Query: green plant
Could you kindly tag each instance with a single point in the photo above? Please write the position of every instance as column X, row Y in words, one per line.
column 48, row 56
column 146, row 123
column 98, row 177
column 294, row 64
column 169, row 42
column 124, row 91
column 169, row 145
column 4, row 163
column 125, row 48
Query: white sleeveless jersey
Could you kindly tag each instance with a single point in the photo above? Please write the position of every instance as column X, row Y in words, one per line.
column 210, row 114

········

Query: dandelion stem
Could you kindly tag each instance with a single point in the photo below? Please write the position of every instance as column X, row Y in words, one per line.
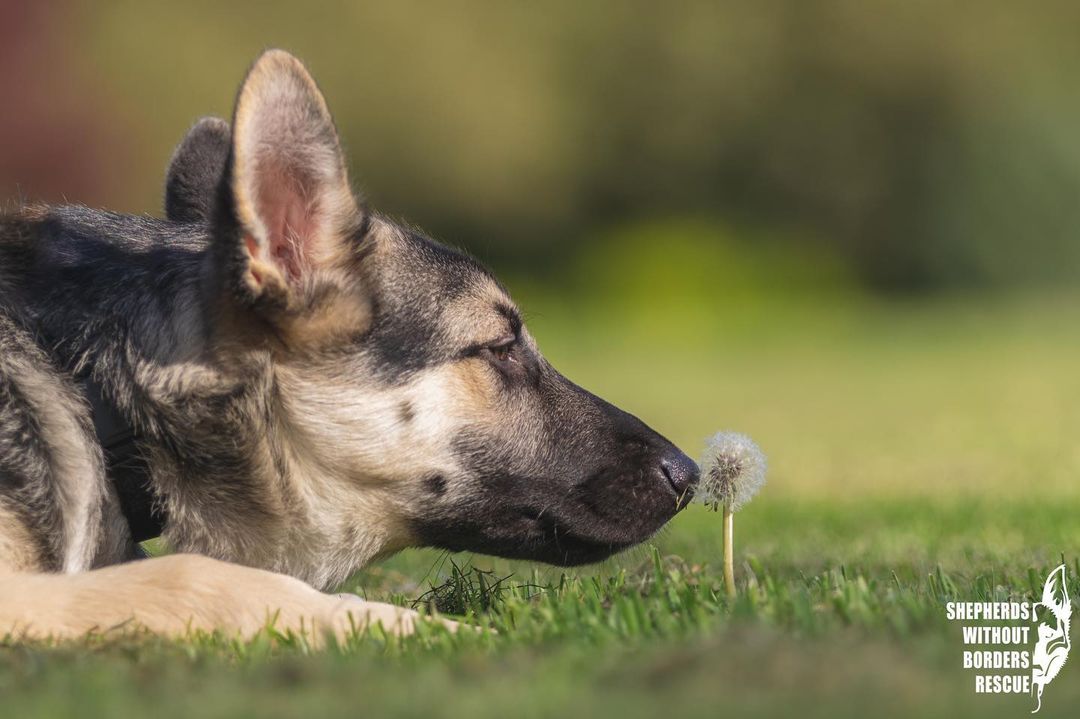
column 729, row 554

········

Could you copy the records above word for word, starting at the line that has "Query: dandelion stem" and stopping after the line that has "column 729, row 554"? Leave the pictures out of your copy.

Query: dandelion stem
Could you kindly tag each instance with a single point in the photo below? Please write the position of every instance as column X, row Y in words, one per line.
column 729, row 554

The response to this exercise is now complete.